» **Quoted text**:
- - -
0

I am using Scala and trying to filter a dataset on a string column with a date and time value. I have been looking at several posts and trying to use SimpleDateFormat techniques to no avail.

My sample data is:

+----------------------+
|my_date_str           |
+----------------------+
|12/11/2018 08:01:55 AM|
|12/11/2018 08:33:22 PM|
|12/13/2018 09:25:28 PM|
|12/17/2018 07:27:36 PM|
+----------------------+

I'd like to keep rows between 7pm and 9pm (date does not matter, only time). I would expect to keep these two rows of the four:

12/17/2018 07:27:36 PM
12/11/2018 08:33:22 PM

I can hack this together using substring functions but I imagine there is a better way using a to_date or a unix function (I tried converting to seconds with unix_timestamp() then extrapolating the time somehow?), isolating the time, and checking the hour value.
- - -
Continue the Scala post about keeping only rows timed between 7pm and 9pm, starting right after its last sentence.

» **Supplied information**:
- - -
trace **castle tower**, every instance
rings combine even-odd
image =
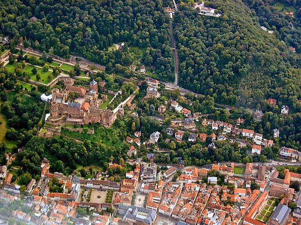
- - -
» **Exercise output**:
// Filter down to rows between 7 and 9 and PM
my_data.withColumn("hour_str", substring($"my_date_str", 12, 8))
    .filter( (substring($"my_date_str", -2, 2) === "PM") && ($"my_date_str" >= "07:00:00") && ($"my_date_str" <= "09:00:00") )
    .show(truncate=false)

Too many failed attempts to include but these are a couple posts I used:
How to convert unix timestamp to date in Spark
How to convert String to date time in Scala?

If it's not clear, question is how to effectively filter a string date by an hour range?

md2614
  • 353
  • 2
  • 14

1 Answers1

1

You need "normal" timestamp, not unix_timestamp.

Something like this should work, though I am somewhat rusty on the exact incantantions:

df
.withColumn(
  "hour", 
  hour(to_timestamp($"foo", "MM/dd/yyy hh:mm:ss a"))
).filter($"hour" between (19,20))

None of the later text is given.